Source text -
──────

Oil and gas experts have urged Nigeria’s newly appointed petroleum regulators to make the full and faithful implementation of the Petroleum Industry Act (PIA) the central focus of their leadership.
The experts, who made these submissions in separate interviews in Lagos on Friday, December 26, 2025, described the law as too critical to be diluted after two decades of legislative struggle.
The interviews serve as part of agenda-setting expectations for the new leadership of the Nigerian Upstream Petroleum Regulatory Commission (NUPRC) and the Nigerian Midstream and Downstream Petroleum Regulatory Authority (NMDPRA).

They also called for decisive enforcement of a “Nigeria First” policy framework, including concrete measures to reverse the country’s long-standing dependence on imported petroleum products.
The experts also called for the mandatory implementation of at least 30 per cent value addition to raw materials before export.
Prof. Ken Ife, an Energy Development Economist, congratulated Mrs. Oritsemeyiwa Eyesan, Chief Executive of NUPRC, and Mr. Saidu Mohammed, Chief Executive of NMDPRA, describing their appointments as a rare opportunity to steer Nigeria through a difficult but pivotal phase of energy-sector industrial transformation.

──────

Provided data -
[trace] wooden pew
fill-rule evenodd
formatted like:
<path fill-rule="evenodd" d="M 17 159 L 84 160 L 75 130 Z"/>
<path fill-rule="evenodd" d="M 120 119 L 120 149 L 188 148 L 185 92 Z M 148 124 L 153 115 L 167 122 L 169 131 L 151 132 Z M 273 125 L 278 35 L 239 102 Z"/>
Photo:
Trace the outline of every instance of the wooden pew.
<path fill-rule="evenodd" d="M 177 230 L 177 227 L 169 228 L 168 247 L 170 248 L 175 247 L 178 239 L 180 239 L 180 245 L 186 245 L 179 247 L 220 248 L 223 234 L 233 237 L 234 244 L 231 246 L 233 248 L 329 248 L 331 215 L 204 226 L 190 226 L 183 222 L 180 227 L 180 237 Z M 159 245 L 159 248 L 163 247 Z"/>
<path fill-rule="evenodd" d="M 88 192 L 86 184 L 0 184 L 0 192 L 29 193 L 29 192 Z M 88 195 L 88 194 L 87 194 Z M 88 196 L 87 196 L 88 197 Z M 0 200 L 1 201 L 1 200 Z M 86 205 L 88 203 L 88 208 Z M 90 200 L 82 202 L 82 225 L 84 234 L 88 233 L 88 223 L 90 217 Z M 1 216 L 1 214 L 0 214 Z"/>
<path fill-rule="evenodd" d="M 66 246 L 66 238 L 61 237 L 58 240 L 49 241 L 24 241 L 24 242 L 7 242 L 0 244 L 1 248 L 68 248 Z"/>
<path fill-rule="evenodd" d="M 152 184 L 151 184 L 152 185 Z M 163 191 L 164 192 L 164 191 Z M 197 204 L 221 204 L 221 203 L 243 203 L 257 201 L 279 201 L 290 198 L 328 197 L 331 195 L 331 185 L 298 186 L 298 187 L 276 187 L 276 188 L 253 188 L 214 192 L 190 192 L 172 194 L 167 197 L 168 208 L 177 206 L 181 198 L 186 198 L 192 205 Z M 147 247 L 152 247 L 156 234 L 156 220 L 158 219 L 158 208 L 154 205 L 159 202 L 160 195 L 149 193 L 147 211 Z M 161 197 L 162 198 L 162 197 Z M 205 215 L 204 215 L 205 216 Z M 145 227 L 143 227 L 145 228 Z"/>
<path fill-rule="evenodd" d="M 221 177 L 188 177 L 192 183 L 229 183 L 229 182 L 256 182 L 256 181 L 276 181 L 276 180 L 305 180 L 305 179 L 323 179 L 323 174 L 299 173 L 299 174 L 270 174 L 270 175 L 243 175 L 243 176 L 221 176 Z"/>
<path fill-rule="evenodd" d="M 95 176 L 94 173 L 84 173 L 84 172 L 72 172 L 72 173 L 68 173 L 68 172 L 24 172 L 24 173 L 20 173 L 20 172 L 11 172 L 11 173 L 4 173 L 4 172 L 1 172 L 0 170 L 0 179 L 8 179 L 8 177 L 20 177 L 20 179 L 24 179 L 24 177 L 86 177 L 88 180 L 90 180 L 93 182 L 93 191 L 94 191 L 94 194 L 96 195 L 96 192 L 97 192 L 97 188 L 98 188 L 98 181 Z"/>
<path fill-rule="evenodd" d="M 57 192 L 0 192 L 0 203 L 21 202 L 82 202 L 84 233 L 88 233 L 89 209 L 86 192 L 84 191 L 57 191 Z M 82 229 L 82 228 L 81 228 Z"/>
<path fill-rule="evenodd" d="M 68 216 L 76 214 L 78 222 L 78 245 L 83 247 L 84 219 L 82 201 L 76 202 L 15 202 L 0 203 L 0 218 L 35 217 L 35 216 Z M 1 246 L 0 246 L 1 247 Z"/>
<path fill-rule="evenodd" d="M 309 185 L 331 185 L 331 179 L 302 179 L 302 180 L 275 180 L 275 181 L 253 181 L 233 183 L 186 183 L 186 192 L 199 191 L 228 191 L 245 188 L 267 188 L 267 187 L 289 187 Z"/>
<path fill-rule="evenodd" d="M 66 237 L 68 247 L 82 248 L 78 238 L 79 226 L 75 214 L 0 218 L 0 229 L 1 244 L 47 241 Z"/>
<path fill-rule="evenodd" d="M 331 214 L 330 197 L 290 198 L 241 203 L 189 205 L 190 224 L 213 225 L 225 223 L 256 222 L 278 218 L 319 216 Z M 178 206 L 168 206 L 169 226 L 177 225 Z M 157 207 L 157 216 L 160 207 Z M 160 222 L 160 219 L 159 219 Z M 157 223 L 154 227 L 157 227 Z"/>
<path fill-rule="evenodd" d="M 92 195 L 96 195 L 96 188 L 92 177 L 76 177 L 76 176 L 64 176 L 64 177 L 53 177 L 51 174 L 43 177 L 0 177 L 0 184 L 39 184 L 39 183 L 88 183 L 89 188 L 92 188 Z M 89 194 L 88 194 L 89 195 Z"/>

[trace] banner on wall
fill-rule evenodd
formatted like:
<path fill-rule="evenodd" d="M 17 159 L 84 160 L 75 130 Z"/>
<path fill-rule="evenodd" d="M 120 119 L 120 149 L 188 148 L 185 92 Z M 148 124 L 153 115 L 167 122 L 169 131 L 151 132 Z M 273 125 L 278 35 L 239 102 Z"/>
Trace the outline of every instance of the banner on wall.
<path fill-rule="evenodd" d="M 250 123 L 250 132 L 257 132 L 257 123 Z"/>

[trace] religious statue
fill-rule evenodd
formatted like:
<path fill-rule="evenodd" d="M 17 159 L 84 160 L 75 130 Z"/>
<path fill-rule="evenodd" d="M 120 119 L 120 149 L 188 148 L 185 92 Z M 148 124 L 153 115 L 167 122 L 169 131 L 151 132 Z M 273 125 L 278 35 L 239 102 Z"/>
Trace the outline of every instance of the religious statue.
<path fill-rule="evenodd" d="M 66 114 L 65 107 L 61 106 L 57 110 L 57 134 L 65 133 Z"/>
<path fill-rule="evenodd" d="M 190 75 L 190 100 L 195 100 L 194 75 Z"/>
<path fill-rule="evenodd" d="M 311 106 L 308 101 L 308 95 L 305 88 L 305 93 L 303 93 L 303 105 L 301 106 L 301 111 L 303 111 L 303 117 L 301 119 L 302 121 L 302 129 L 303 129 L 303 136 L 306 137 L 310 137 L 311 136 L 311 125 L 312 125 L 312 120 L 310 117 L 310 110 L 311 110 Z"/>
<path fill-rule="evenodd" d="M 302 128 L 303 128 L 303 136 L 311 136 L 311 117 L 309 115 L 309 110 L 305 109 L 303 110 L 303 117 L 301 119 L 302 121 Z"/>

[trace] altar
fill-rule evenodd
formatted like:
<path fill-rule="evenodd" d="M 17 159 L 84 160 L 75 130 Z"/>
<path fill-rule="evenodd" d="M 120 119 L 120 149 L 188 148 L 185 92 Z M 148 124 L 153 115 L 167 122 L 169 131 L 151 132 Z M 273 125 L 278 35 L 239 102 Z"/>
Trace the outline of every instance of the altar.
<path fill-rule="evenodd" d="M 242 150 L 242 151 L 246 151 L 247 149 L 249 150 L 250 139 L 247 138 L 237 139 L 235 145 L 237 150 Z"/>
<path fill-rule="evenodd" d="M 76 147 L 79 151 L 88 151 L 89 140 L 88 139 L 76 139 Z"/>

──────

Given exercise 1 -
Decide whether each statement agrees with the article on Nigeria's petroleum regulators, answering yes or no and quoting the words from the article that settle it: (a) The experts gave their interviews in Abuja. (b) The experts called for at least 30 per cent value addition to raw materials before export. (c) Ken Ife is the Chief Executive of NUPRC.
Given exercise 2 -
Write the next part of the article on Nigeria's petroleum regulators, picking up after its last sentence.
The lines have nothing to do with the article on Nigeria's petroleum regulators.

Written answer 1 -
(a) No: "in separate interviews in Lagos"
(b) Yes: "the mandatory implementation of at least 30 per cent value addition to raw materials before export"
(c) No: "Prof. Ken Ife, an Energy Development Economist"

Written answer 2 -
According to Ife, the overriding task before both regulators is the uncompromising implementation of the PIA, particularly provisions designed to strengthen domestic refining capacity and deepen local value creation.
“The critical focus of their leadership must be the full implementation of the PIA law that took us 20 years to pass,” he said.
“This must be anchored on a Nigeria First policy – reversing import dependency and enforcing a minimum of 30 per cent value addition to our raw materials before export.”
For the upstream regulator, Ife urged strict enforcement of Domestic Crude Obligations (DCO), the naira-for-crude framework, and reforms to make upstream operations more efficient and attractive to investors.
He also proposed the introduction of a five per cent non-DCO compliance tax and insisted on backward integration, arguing that oil marketers should be compelled to invest in modular refineries or take over existing NNPC refineries.
“Developing strategic petroleum reserves to stabilise supply across the value chain must also be prioritised,” he added.
Turning to the downstream regulator, Ife advised the NMDPRA leadership to begin with a fact-finding visit to the Dangote Refinery to establish its existing production capacity, inspect Compressed Natural Gas (CNG) logistics and distribution systems, and assess laboratory facilities.
He further recommended independent testing of imported fuels suspected to be substandard, establishment of mutual cooperation with local refiners, and a clear determination of Nigeria’s actual daily fuel consumption.
“NMDPRA should urgently build its own internationally accredited laboratory in Nigeria and advise NUPRC on domestic supply capacities.
“The importation of petroleum products that drain foreign exchange, damage public health, and destroy machinery must stop,” he said.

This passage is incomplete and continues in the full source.